## CHALLENGE
Rewrite every line starting at the one containing "For the benchmark, point out every instance of the monitor" and ending at the one containing "point(329, 60)", shifting each coordinate in the answers up by 69 and leaving all other lines unchanged.

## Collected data
[BEGIN]
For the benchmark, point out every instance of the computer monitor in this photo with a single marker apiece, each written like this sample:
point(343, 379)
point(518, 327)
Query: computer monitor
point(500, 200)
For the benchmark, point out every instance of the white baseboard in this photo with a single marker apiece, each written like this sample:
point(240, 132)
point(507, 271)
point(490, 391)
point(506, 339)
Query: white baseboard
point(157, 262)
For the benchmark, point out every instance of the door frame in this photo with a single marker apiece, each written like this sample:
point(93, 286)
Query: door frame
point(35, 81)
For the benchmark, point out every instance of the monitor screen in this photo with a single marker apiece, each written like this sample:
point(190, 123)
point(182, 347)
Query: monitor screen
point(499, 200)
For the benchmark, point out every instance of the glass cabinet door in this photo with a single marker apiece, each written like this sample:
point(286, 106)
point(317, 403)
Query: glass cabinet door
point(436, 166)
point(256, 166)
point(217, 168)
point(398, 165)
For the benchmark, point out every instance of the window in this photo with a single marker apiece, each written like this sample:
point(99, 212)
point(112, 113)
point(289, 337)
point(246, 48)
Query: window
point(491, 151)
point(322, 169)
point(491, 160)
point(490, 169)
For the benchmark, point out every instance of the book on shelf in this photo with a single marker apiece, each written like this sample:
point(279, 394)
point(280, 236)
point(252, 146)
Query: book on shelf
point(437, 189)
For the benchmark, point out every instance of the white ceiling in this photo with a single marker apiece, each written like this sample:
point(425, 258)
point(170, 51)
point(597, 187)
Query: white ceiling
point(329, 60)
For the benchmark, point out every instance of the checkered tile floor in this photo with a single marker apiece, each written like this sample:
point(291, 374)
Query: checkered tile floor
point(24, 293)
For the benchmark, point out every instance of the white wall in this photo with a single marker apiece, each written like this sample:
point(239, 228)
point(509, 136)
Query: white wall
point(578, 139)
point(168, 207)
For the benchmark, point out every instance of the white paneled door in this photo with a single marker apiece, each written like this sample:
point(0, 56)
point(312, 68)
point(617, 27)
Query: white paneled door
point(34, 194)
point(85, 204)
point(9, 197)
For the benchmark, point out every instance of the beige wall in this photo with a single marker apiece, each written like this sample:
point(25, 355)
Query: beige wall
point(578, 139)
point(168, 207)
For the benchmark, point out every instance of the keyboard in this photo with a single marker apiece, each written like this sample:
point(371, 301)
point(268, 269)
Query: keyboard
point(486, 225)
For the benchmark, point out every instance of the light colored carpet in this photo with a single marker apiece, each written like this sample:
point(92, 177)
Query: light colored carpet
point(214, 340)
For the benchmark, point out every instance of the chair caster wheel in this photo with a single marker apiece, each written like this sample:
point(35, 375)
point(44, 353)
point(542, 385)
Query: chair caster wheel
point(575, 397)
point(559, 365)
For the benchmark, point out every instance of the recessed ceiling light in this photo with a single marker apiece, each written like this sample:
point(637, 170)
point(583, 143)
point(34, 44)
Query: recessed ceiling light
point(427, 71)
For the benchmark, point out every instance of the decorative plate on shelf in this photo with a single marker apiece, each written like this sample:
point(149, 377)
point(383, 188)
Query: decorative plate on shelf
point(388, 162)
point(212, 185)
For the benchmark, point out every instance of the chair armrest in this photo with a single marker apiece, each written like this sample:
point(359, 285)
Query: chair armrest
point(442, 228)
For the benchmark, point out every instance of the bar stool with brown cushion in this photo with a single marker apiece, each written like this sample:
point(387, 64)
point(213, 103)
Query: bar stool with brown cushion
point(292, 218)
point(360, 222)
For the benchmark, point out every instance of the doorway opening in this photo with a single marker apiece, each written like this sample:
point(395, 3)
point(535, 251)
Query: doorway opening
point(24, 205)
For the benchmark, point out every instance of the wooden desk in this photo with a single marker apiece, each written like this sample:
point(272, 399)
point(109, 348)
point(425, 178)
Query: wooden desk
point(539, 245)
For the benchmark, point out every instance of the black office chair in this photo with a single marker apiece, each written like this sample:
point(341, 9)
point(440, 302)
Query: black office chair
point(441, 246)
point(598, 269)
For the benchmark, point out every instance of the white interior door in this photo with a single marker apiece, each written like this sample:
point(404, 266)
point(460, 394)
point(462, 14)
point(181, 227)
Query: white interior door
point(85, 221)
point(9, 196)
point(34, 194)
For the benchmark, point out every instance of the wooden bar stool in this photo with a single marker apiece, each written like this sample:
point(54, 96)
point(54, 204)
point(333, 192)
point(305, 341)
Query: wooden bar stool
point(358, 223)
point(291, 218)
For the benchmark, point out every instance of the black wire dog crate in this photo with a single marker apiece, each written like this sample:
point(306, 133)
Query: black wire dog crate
[END]
## SOLUTION TO THIS TASK
For the benchmark, point out every instance of the monitor screen in this photo with a single marker apiece, each written like this sample:
point(190, 123)
point(182, 347)
Query: monitor screen
point(568, 269)
For the benchmark, point out every instance of the glass cabinet door in this photo with a single marker apiece, each written like this sample:
point(286, 106)
point(317, 403)
Query: glass cabinet door
point(505, 235)
point(325, 235)
point(286, 237)
point(467, 234)
For the benchmark, point out every instance of the window in this photo with a single marker apiece, each written like this sample:
point(99, 212)
point(112, 113)
point(289, 337)
point(246, 48)
Query: window
point(560, 220)
point(391, 238)
point(560, 229)
point(559, 238)
For the benchmark, point out every instance of the book on shelf in this photo with a single marker apiece, each written like this sample:
point(279, 394)
point(280, 236)
point(252, 146)
Query: book on shelf
point(506, 258)
For the benchmark, point out every instance of the white ceiling in this photo with a single marker apiece, each written like this sample:
point(425, 258)
point(170, 51)
point(597, 187)
Query: white ceiling
point(398, 129)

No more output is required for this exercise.